→ **GIVEN TASK 1**
Print the entries word for word, from their first line through the line containing "[465,0,552,32]", both ends included.

• • • • • • •

July 28, 2010

Reviews...more media...all summer long

It's the beginning of the end of summer, so I'm trying to fit in as much missed media as I can...

Zombieland - Surprisingly entertaining...it's nothing heavy or tense or serious, just an entertaining bit of fluff road movie in which four characters - three of whom are never given names more than the cities to which they're headed or where they're from before the zombiepocalypse: Columbus, Tallahassee, Topeka, and Wichita.  Things start off with our main character, Jesse Einsenberg, who does an entertaining job of narrating the film off and on as he recounts his rules for surviving in what he's come to dub Zombieland, wandering through Texas and being picked up by Woody Harrelson's Tallahasee a zombie killing machine who wants little to do with talking about his past and seems to be on a quest to find the last surviving Twinkies.  They get conned out of their car and gun by two girls - Emma Stone and Abigail Breslin - who eventually become the other pair in their cross-country jaunt, headed for Pacific Playland, the last remaining zombie-free enclave - according to Wichita, anyway.

The film has a speaking cast of no more than six people and must've been filmed on a fairly low budget, using CGI for most of its more gruesome scenes, but this low budget doesn't do anything to blunt the quality of the film.  There are a few slightly more emotional moments - revelations of the past, connections made between the characters - and a few tense moments - particularly the concluding sequence in which things at Pacific Playland go predictably wrong, but the film is primarily a chance for the four main characters to spend time together bonding and living in their new world.

Certainly worth matching...solid, not ground breaking stuff...Harrelson's most entertaining role in years...


The Road to the Dark Tower - The isn't anything to read until - unless - you finish the entirety of the seven-volume Stephen King Dark Tower series.  The meat of the book is a one-chapter per book recap of the series, helpful for me having finished up the series a few years back.  I was a little surprised to find tears welling up - allergies, I swear - when two of the four main characters died toward the end of the recaps, but that just tells me that the recaps were well-written.

The more impressive parts of the book for me came after the recap as Vincent explored the origins of the idea of Roland and the Dark Tower - coming from Shakespeare's King Lear and Robert Browning's poem "Childe Roland to the Dark Tower Came" as well as the chapter exploring the cyclical nature of Roland's quest.  The ending of the series was something that I'd struggled to understand - not to understand what happens, that's actually pretty straight forward - but to understand on a more emotional basis - why was this the correct ending, and Vincent's book did a wonderful job of helping that come to conclusion for me.

Strong recommendation...but only if you've read the full series already...

Scott Pilgrim 1 & 2 - They have actual titles, but those don't really matter, do they?

I'm a lot late in coming to the Scott Pilgrim party - the first book having been published in 2004 - and am really only getting there in advance of the movie's impending release and the fact that The Girl has all six books on reserve at the library.  They're coming in scattershot now - #5, for example, has been on her hold shelf since Thursday last week - but things are rolling along nicely enough in that volumes 1 & 2 came in within the first week.  Kinda helps that our library system is like the best in the world.

• • • • • • •

→ **GIVEN TASK 2**
Output the passage of the media review post between "Strong recommendation...but only" and "matter, do they?", inclusive, copied without any change.

→ **GIVEN DATA**
• • • • • • •

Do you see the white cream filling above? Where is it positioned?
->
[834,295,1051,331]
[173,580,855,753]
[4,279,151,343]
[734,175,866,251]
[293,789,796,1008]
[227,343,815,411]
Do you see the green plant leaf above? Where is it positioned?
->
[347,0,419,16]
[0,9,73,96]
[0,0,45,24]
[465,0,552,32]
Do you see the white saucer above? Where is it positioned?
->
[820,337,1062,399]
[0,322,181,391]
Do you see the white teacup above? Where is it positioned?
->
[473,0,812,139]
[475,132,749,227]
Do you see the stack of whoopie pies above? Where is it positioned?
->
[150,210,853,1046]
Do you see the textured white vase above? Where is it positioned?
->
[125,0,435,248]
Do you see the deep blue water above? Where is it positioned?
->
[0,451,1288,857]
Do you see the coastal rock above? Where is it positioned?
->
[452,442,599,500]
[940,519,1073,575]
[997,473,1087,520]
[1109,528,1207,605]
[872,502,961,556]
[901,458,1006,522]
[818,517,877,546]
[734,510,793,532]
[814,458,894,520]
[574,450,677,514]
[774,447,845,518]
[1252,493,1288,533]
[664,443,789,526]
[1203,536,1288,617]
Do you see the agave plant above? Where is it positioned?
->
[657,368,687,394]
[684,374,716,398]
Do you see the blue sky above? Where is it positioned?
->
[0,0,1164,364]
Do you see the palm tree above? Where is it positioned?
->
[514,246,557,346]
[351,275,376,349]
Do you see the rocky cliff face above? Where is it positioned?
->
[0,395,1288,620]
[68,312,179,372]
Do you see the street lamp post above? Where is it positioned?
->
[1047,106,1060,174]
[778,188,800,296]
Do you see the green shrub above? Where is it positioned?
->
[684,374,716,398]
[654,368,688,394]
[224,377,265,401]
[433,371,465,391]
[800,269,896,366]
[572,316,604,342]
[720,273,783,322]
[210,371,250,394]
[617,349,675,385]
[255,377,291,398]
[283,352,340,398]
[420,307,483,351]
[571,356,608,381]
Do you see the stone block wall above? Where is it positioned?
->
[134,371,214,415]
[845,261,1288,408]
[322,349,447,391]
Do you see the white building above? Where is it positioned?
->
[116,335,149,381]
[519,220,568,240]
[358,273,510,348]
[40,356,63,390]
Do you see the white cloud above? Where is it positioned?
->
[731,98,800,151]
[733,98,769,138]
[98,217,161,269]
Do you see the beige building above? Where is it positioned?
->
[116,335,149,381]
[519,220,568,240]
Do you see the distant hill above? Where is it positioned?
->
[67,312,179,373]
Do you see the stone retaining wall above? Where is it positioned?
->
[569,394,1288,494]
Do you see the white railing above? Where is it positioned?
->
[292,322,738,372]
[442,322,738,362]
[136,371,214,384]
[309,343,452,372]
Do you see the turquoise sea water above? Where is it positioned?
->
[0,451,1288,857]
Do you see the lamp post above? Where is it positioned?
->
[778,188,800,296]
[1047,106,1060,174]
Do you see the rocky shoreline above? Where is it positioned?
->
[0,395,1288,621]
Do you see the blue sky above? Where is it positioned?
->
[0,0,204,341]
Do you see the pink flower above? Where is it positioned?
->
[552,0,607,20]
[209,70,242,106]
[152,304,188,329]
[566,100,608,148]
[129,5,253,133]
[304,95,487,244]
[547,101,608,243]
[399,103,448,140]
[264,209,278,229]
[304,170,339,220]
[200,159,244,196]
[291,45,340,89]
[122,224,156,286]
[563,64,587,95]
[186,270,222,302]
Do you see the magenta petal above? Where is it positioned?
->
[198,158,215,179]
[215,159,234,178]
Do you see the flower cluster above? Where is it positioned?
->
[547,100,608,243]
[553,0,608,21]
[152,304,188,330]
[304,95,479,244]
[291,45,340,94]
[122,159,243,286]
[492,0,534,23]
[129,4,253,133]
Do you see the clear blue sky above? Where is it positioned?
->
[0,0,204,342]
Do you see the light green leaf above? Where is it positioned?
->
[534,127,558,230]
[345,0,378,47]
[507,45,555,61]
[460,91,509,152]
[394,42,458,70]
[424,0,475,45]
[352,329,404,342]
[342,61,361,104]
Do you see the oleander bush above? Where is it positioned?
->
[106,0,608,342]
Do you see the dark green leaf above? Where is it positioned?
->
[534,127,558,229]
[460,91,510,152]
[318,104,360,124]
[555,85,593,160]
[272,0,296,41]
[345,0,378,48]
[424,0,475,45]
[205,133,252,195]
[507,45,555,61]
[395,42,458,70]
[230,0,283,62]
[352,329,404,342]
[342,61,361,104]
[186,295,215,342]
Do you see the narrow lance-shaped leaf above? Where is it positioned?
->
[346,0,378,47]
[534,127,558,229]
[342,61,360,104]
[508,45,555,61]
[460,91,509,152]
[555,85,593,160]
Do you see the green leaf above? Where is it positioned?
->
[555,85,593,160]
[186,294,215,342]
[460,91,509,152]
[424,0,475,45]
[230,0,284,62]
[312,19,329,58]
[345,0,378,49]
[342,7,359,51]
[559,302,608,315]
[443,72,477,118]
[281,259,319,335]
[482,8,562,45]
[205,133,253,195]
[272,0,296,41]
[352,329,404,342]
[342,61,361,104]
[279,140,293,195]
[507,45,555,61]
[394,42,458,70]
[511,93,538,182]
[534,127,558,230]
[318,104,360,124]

• • • • • • •

→ **EXERCISE SOLUTION 1**
Do you see the white cream filling above? Where is it positioned?
->
[834,295,1051,331]
[173,580,855,753]
[4,279,151,343]
[734,175,866,251]
[293,789,796,1008]
[227,343,815,411]
Do you see the green plant leaf above? Where is it positioned?
->
[347,0,419,16]
[0,9,73,96]
[0,0,45,24]
[465,0,552,32]

→ **EXERCISE SOLUTION 2**
Strong recommendation...but only if you've read the full series already...

Scott Pilgrim 1 & 2 - They have actual titles, but those don't really matter, do they?